Problem to work on -
Write out the listing beneath this instruction in its entirety, exactly as it reads.
BEGIN Exercise data
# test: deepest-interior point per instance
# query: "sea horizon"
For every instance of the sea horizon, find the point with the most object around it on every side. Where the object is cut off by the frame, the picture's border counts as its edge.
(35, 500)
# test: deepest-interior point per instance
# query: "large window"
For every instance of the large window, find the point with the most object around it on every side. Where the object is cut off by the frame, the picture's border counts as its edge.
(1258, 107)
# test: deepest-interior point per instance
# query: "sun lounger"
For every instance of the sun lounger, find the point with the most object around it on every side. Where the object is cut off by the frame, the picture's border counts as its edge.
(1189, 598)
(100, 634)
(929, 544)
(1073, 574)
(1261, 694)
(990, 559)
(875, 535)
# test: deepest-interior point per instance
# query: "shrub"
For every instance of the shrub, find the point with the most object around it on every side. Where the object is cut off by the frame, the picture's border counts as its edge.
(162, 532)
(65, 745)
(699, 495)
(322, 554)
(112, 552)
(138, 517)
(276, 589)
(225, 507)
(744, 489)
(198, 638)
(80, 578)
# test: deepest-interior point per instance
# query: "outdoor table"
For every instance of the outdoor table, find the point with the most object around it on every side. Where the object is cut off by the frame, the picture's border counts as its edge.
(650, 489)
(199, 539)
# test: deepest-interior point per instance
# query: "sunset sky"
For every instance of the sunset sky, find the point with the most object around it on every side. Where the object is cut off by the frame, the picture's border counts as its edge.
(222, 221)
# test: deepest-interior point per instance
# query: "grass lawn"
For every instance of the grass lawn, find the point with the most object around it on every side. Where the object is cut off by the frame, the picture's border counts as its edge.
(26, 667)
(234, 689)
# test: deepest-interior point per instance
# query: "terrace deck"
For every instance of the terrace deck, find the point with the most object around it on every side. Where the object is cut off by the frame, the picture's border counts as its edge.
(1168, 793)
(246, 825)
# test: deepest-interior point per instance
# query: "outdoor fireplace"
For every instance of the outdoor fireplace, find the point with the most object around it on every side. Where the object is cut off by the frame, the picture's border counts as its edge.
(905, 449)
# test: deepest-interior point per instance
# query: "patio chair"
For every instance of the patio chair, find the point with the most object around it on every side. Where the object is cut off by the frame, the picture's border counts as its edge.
END Exercise data
Response below -
# test: deepest-interior point per instance
# query: "sea horizon"
For every instance of the sea horizon, find the point with the most object around it on every side. Where the object is cut off by the frame, the picture's border counts as its edge.
(35, 500)
# test: deepest-interior point per instance
# query: "large window"
For every instance of the large window, find the point with the most object around it on every side. Where the object is cut off by the frame, the picture's border counts as its edge.
(1258, 107)
# test: deepest-interior point per instance
# query: "sun lounger"
For every instance of the sun lounger, find the point with the most object around it on every side. Where the object is cut off by the frame, the picture's border counts as its edge.
(1189, 598)
(100, 634)
(929, 544)
(1073, 574)
(1261, 694)
(990, 559)
(875, 535)
# test: deepest-interior point per instance
# query: "shrub"
For every instance of the shrub, find the point with the most object around it on every side. Where the object is cut off by the frame, the picture's border counts as its edge.
(162, 532)
(65, 745)
(699, 495)
(322, 554)
(112, 552)
(138, 517)
(276, 589)
(225, 507)
(744, 489)
(198, 638)
(80, 578)
# test: deepest-interior point per instance
# query: "outdoor table"
For every instance of the outdoor table, find the point with the most object around it on every side. Where the object is cut off by the frame, the picture's border counts as its edge.
(650, 489)
(199, 539)
# test: deepest-interior point per instance
# query: "sunset sky"
For every instance of the sunset sky, find the point with the most object around it on every side. Where the object is cut off by the frame, the picture's border counts as its edge.
(222, 221)
# test: deepest-interior point per instance
# query: "grass lawn"
For every instance of the grass lawn, find the point with the most object around it on every side. Where the object is cut off by the frame, the picture's border counts as its edge.
(26, 667)
(234, 689)
# test: deepest-interior point per instance
# query: "terrace deck"
For every instance of the terrace deck, find the point with the most object around it on every side. Where the object is cut off by the frame, the picture's border counts as its edge.
(1168, 793)
(246, 825)
# test: deepest-interior point per instance
# query: "outdoor fireplace"
For every instance of the outdoor fireplace, find the point with the most object around it on every side. Where the object is cut off by the frame, the picture's border counts as its edge.
(905, 449)
# test: deepest-interior point per instance
# query: "patio chair"
For every instance of the patio chair, find the point with the most object around it on every side. Where the object is cut off by the frame, the picture's border counts as its edge.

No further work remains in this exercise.